Source text:
>> begin
Incentive Compensation
 
     Mr. Whang is also entitled to an annual cash bonus for each fiscal year that will be determined in accordance with an annual bonus plan adopted by our Compensation Committee. The annual bonus plan may not be any less favorable to Mr. Whang than the bonus plan for fiscal 2009 that was adopted by our Compensation Committee on December 9, 2008. The terms of Mr. Whang’s 2009 bonus plan are described below in more detail under the section “Other Agreements and Compensatory Arrangements.”
 
Stock Options
 
     Pursuant to Mr. Whang’s employment agreement, any currently outstanding options held by Mr. Whang will remain in full force and effect in accordance with our stock option plans and applicable stock option agreements. Mr. Whang will also be issued an annual grant of stock options by our Compensation Committee within 90 days after the end of each fiscal year during his employment period. All of the options granted to Mr. Whang will be incentive stock options within the meaning of the Internal Revenue Code of 1986, or if they do not qualify as incentive stock options, they will be non-qualified stock options. The amount and terms of the grants will be determined by our Compensation Committee, but may not be any less favorable to Mr. Whang than the terms of the options previously granted to Mr. Whang on December 9, 2008.
>> end
Parts of the exercise:
1. Transcribe the compensation passage word for word, everything from "Pursuant to Mr." down to "Whang on December 9, 2008.".
2. Write the next stretch of the compensation passage, beginning right after its final sentence.
The records have no connection to the compensation passage.

Extracted data:
>> begin
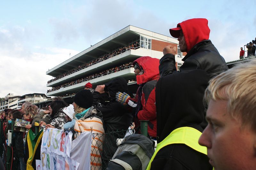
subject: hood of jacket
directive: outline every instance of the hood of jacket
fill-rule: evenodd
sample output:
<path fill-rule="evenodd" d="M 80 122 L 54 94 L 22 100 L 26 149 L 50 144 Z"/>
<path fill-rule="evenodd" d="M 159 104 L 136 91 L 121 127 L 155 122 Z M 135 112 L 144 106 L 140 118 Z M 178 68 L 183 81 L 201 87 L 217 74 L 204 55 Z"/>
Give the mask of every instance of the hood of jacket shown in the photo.
<path fill-rule="evenodd" d="M 194 18 L 177 25 L 182 30 L 188 52 L 197 43 L 209 40 L 210 29 L 208 20 L 205 18 Z"/>
<path fill-rule="evenodd" d="M 52 118 L 52 119 L 55 119 L 60 117 L 65 117 L 66 115 L 66 114 L 63 111 L 63 109 L 64 109 L 65 108 L 65 107 L 64 107 L 60 109 L 60 110 L 56 113 L 53 117 Z"/>
<path fill-rule="evenodd" d="M 134 65 L 137 63 L 142 67 L 144 73 L 136 76 L 137 84 L 141 85 L 153 80 L 159 78 L 159 59 L 152 58 L 149 56 L 144 56 L 139 58 L 132 63 Z"/>
<path fill-rule="evenodd" d="M 108 92 L 111 99 L 116 100 L 116 93 L 127 92 L 127 82 L 123 77 L 117 77 L 105 84 L 104 90 Z"/>

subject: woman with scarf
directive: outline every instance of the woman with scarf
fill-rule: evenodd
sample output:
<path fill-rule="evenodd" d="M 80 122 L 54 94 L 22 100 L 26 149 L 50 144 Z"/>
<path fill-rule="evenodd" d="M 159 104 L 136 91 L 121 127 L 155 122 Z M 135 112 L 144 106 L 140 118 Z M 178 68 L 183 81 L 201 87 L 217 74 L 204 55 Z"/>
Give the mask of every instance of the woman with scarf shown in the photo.
<path fill-rule="evenodd" d="M 74 119 L 64 125 L 64 130 L 74 128 L 75 137 L 81 132 L 92 131 L 93 137 L 91 146 L 91 169 L 100 169 L 101 168 L 101 155 L 104 131 L 102 114 L 92 106 L 93 98 L 92 94 L 88 90 L 81 90 L 76 94 L 73 104 L 75 111 Z"/>
<path fill-rule="evenodd" d="M 66 114 L 63 109 L 67 105 L 65 102 L 61 100 L 54 101 L 51 103 L 49 107 L 51 115 L 49 120 L 51 123 L 46 125 L 46 128 L 63 129 L 63 126 L 67 122 Z"/>

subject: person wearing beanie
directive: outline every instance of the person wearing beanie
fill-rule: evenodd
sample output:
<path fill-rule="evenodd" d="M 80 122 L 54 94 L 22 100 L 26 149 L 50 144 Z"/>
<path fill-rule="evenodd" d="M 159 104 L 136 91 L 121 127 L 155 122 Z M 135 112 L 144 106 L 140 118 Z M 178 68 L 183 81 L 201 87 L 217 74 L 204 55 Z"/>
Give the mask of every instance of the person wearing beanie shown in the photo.
<path fill-rule="evenodd" d="M 106 169 L 110 159 L 117 149 L 116 139 L 124 137 L 126 130 L 132 122 L 133 116 L 129 107 L 116 101 L 117 92 L 127 92 L 127 82 L 124 78 L 117 77 L 105 85 L 98 85 L 95 90 L 93 93 L 93 105 L 102 112 L 105 132 L 113 132 L 105 135 L 106 142 L 103 143 L 103 150 L 107 151 L 102 152 L 102 169 Z M 100 94 L 104 93 L 108 96 L 110 102 L 103 105 L 99 102 L 102 100 L 102 95 Z M 124 130 L 125 130 L 124 132 L 116 132 Z"/>
<path fill-rule="evenodd" d="M 101 134 L 105 131 L 102 114 L 92 106 L 93 100 L 92 94 L 88 90 L 83 90 L 76 93 L 73 104 L 75 112 L 74 119 L 64 125 L 64 130 L 70 130 L 74 129 L 77 132 L 74 135 L 76 138 L 81 132 L 91 132 L 92 129 L 95 137 L 92 144 L 91 164 L 94 166 L 92 169 L 100 169 L 102 142 L 104 139 L 103 135 Z"/>
<path fill-rule="evenodd" d="M 207 125 L 203 98 L 209 80 L 228 68 L 209 39 L 207 19 L 188 19 L 169 31 L 186 54 L 177 71 L 178 47 L 163 49 L 156 88 L 157 146 L 147 169 L 212 169 L 206 147 L 198 143 Z"/>
<path fill-rule="evenodd" d="M 92 88 L 92 85 L 90 82 L 88 82 L 84 85 L 84 90 L 88 90 L 92 93 L 93 93 L 95 91 L 95 90 Z"/>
>> end
Outputs:
1.
Pursuant to Mr. Whang’s employment agreement, any currently outstanding options held by Mr. Whang will remain in full force and effect in accordance with our stock option plans and applicable stock option agreements. Mr. Whang will also be issued an annual grant of stock options by our Compensation Committee within 90 days after the end of each fiscal year during his employment period. All of the options granted to Mr. Whang will be incentive stock options within the meaning of the Internal Revenue Code of 1986, or if they do not qualify as incentive stock options, they will be non-qualified stock options. The amount and terms of the grants will be determined by our Compensation Committee, but may not be any less favorable to Mr. Whang than the terms of the options previously granted to Mr. Whang on December 9, 2008.

2.
 
Benefits
 
     Mr. Whang will be entitled to receive from our company cash in lieu of participating in the benefit plans offered to executive officers of our company. We will provide Mr. Whang with an annual automobile allowance of not less than $12,000 (annual allowance is currently $12,000), a life insurance policy in the face amount of $250,000 and such other benefits as we may deem appropriate from time to time.
 
Termination
 
     Mr. Whang’s employment is “at will” and either we or Mr. Whang can terminate his employment agreement at any time, with or without “cause” or “good reason” (as those terms are defined in Mr. Whang’s employment agreement), upon 30 days written notice. Mr. Whang’s employment agreement can also be terminated by us due to the disability of Mr. Whang after at least 30 days’ written notice by us of our intention to terminate his employment.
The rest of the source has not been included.